■ EXERCISE
Where the records below reach the line containing "Each <instance> block concerns", start transcribing, and end with the line containing "box: [210, 360, 253, 487]", exactly and with nothing else added.

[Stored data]
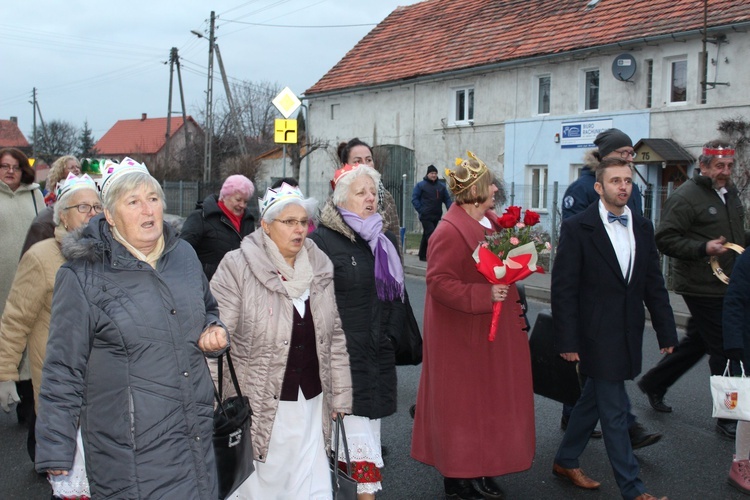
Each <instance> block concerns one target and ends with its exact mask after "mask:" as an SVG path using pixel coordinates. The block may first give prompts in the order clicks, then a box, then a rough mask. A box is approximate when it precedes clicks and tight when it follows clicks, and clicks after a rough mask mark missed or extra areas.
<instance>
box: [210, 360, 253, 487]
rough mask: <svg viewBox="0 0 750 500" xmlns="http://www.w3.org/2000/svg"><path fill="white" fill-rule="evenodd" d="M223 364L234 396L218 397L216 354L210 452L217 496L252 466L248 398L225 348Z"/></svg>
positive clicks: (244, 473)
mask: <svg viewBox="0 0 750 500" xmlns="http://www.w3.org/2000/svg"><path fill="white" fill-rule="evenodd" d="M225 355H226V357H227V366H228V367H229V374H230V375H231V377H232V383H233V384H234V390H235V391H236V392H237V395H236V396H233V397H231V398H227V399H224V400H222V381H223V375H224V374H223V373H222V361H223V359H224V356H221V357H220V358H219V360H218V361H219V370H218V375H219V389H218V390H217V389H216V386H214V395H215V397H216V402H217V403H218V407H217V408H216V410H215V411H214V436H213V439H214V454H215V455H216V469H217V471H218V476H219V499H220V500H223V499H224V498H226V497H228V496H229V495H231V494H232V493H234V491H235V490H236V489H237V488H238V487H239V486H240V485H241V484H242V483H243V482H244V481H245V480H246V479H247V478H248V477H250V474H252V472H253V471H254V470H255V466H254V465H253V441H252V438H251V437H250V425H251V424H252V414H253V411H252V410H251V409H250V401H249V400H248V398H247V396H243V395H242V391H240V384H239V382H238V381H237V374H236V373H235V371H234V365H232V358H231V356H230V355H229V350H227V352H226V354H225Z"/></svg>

* * *

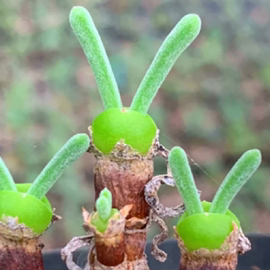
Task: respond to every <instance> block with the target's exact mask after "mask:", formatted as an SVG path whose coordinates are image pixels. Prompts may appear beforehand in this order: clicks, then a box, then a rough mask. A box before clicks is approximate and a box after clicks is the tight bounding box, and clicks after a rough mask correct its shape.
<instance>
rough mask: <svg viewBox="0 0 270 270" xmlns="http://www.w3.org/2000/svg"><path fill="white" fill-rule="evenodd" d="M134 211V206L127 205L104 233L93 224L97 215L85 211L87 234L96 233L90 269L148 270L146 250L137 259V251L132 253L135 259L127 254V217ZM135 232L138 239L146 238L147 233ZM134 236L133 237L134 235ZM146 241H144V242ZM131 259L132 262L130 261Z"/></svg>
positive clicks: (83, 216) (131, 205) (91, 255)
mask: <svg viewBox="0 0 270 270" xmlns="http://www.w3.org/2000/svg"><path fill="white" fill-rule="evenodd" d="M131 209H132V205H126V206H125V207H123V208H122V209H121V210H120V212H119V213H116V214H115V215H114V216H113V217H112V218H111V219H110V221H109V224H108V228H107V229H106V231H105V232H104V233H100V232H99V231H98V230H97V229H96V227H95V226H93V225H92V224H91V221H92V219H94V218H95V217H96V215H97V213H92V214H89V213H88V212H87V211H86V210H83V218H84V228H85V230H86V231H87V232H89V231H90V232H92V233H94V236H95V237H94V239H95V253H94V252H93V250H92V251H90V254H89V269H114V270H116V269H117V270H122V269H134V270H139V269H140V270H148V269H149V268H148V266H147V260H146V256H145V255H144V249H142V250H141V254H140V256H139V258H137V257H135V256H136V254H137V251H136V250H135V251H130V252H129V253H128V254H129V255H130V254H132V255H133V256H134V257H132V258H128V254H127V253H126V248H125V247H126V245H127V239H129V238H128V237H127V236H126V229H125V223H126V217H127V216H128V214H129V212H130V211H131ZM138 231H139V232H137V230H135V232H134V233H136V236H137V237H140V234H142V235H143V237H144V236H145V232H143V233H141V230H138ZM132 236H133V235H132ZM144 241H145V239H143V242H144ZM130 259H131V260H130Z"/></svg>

* * *

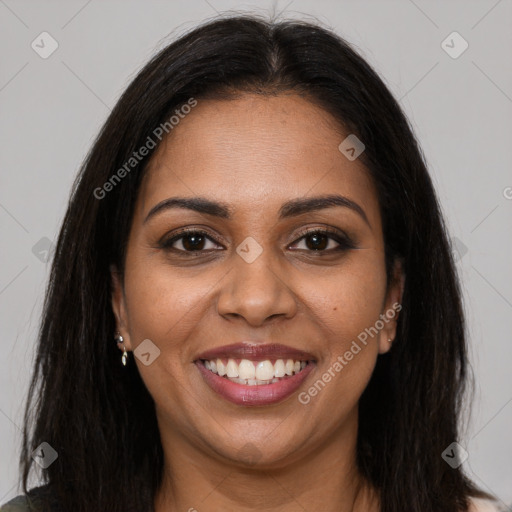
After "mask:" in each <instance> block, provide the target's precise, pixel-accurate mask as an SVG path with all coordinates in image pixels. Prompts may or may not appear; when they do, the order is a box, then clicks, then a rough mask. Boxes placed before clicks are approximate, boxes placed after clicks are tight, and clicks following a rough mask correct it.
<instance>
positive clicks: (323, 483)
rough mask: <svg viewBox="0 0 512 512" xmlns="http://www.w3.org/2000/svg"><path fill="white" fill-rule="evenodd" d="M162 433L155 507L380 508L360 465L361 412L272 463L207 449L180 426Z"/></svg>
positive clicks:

■ WRITTEN SOLUTION
Each <instance> block concerns one target and ends with its exact mask after "mask:" as an SVG path using pixel coordinates. The block may first give prompts in the order clicks, then a box, then a rough mask. A box is approximate when it precedes clicks and tight when it follows clicks, and clicks after a rough mask mark missed or extra areas.
<instance>
box: [210, 360, 253, 487]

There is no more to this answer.